*** GIVEN RECORDS ***
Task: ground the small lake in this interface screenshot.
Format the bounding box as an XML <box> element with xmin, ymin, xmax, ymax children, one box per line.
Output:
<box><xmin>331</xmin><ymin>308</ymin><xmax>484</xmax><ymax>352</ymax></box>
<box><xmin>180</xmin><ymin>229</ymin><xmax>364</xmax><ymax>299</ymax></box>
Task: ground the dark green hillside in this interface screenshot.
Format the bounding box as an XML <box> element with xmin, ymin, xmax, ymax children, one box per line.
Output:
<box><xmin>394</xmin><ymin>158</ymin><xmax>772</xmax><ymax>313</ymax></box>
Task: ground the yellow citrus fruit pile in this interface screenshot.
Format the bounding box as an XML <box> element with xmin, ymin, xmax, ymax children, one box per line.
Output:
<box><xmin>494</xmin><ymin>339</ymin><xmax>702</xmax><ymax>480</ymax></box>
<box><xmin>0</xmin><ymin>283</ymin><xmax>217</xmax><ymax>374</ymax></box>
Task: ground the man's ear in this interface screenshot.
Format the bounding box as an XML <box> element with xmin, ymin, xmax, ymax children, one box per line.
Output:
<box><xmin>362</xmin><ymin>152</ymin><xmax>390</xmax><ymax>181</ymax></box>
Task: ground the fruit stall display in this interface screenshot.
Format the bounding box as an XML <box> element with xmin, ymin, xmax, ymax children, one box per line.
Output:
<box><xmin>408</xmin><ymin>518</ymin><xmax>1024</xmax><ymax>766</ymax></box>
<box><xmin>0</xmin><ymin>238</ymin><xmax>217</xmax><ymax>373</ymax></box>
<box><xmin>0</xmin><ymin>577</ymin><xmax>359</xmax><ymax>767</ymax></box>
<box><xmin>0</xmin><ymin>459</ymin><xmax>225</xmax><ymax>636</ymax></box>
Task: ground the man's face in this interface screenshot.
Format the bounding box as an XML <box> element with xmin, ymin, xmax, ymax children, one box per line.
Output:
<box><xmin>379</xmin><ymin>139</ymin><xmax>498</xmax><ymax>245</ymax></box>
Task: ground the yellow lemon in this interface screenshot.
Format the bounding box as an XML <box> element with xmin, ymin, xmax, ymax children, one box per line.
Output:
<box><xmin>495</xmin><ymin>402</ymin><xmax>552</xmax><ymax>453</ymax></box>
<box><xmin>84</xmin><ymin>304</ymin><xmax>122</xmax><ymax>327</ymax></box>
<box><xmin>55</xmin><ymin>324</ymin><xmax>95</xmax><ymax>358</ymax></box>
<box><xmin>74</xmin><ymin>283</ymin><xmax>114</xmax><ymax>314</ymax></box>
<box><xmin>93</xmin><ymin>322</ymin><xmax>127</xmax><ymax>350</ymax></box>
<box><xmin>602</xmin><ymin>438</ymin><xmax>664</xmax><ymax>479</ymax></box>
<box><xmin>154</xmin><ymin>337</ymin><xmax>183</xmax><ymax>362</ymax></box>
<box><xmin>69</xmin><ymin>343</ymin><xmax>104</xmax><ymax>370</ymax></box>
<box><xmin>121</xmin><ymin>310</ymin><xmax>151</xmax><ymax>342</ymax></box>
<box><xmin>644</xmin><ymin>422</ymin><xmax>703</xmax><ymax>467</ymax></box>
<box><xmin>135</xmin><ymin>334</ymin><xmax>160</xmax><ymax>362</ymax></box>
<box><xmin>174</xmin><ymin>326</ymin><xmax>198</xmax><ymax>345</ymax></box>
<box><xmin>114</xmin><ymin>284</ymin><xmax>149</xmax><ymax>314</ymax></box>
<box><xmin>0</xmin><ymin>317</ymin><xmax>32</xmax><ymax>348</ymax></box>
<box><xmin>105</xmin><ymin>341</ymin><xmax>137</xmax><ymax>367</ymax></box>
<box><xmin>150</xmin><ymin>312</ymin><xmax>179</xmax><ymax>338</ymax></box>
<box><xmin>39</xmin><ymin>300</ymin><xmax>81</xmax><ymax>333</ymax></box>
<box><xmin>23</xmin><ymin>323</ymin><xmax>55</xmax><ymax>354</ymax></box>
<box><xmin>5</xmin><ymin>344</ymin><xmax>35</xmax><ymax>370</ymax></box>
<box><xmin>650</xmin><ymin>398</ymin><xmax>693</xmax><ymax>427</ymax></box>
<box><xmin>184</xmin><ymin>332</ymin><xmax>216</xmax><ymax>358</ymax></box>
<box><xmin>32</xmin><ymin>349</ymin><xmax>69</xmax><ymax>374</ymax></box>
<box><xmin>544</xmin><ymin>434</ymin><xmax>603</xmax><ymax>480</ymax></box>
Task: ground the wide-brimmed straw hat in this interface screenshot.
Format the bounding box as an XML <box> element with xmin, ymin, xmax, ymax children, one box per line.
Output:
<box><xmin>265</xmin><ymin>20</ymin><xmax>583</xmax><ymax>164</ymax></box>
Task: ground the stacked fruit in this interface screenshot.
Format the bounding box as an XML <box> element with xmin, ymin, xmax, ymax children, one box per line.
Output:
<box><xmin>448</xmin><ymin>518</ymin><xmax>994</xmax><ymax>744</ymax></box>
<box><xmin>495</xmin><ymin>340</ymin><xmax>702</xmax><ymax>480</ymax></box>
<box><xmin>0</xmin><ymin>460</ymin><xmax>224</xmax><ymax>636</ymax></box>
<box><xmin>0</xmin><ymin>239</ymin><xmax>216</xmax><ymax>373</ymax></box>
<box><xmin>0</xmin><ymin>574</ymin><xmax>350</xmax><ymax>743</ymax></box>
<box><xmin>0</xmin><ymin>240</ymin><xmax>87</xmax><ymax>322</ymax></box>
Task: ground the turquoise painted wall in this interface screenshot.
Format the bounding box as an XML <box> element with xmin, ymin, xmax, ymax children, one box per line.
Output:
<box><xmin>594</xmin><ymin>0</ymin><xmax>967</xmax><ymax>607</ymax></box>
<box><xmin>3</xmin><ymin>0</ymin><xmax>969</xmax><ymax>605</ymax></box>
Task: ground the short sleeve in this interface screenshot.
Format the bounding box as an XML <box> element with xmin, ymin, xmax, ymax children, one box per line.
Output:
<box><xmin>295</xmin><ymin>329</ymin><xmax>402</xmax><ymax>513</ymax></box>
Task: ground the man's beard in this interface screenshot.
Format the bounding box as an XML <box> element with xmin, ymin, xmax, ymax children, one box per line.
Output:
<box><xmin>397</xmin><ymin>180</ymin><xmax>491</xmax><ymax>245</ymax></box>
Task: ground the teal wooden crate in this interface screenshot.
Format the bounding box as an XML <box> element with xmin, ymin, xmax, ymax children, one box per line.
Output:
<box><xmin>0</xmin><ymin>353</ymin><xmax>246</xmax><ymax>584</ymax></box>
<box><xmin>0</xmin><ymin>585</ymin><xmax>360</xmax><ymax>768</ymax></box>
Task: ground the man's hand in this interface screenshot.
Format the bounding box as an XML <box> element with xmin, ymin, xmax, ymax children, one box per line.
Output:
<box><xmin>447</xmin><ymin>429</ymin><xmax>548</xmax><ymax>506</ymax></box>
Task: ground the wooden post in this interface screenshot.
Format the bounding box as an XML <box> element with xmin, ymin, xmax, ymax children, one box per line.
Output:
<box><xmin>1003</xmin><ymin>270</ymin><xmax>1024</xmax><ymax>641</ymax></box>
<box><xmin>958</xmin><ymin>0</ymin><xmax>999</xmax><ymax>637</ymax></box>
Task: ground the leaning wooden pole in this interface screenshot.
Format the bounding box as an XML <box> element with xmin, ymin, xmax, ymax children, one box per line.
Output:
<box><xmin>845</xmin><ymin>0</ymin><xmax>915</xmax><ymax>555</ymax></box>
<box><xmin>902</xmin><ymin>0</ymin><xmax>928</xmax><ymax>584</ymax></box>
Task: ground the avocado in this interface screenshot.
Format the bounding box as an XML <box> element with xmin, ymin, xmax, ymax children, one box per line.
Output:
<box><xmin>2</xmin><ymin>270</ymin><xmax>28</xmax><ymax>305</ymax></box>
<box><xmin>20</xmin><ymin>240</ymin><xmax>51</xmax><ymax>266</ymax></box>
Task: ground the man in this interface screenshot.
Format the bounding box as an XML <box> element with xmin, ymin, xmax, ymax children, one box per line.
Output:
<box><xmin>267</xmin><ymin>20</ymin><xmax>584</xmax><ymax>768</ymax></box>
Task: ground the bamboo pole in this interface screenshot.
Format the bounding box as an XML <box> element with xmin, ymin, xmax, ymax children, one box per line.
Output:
***
WORK TO COMPLETE: Return every line in the listing that contains the word "fruit".

EXERCISE RESPONSE:
Task: ground the yellow citrus fruit pile in this interface screenshot.
Task: ground the fruit stall display in this interface screenshot.
Task: ground the stacked fruit in this interface screenshot.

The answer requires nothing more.